Stored dataset items
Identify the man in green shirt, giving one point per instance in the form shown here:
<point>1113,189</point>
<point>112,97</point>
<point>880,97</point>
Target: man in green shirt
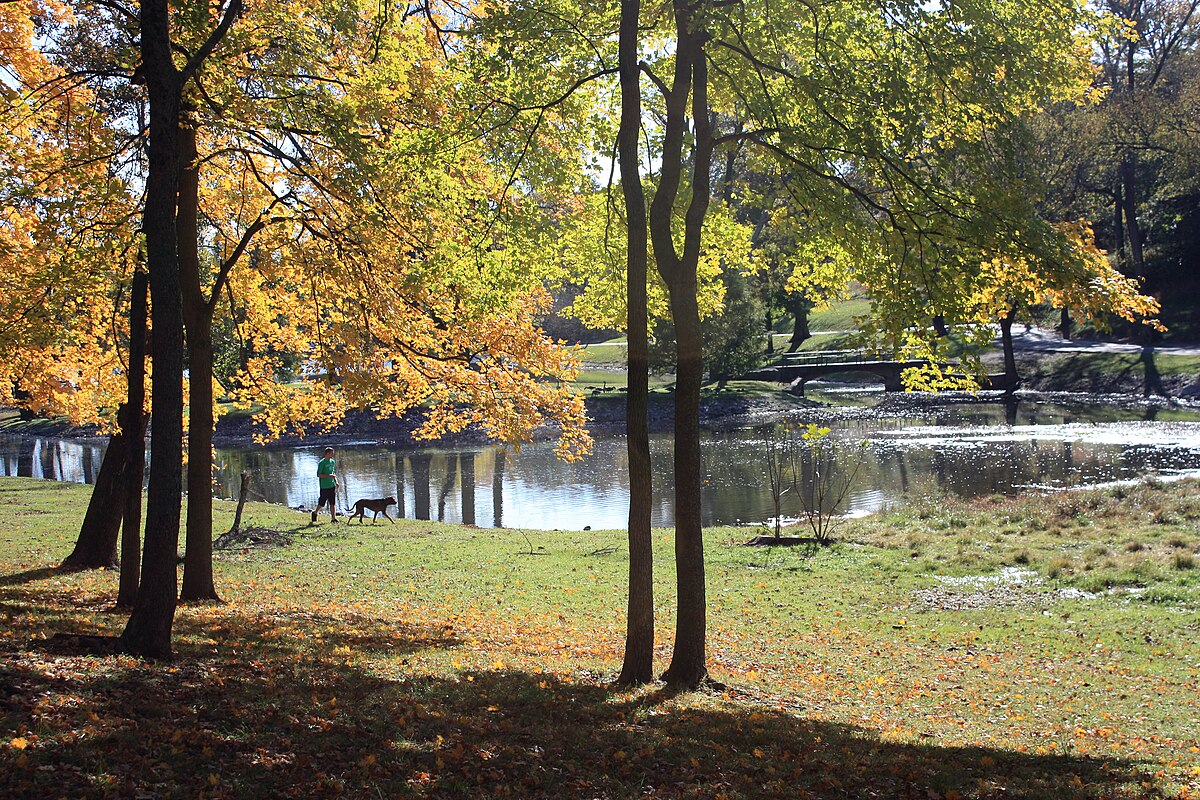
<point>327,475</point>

==

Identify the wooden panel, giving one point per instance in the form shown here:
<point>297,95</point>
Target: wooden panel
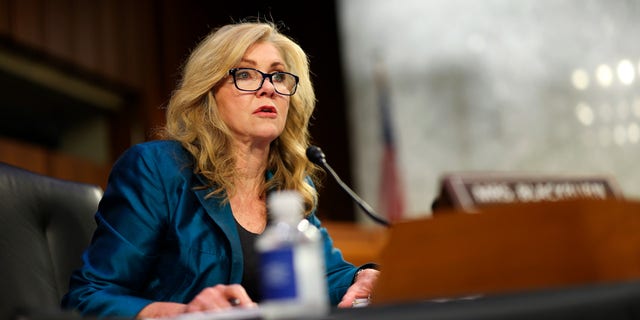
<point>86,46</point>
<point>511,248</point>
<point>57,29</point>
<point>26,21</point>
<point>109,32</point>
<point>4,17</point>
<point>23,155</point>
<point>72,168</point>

Activity: Search the records for the word "here", then list every line that has it.

Answer for the task:
Identify the man in green shirt, giving one point per instance in the form shown here:
Identify the wooden panel, giving one point per instance in the form shown here:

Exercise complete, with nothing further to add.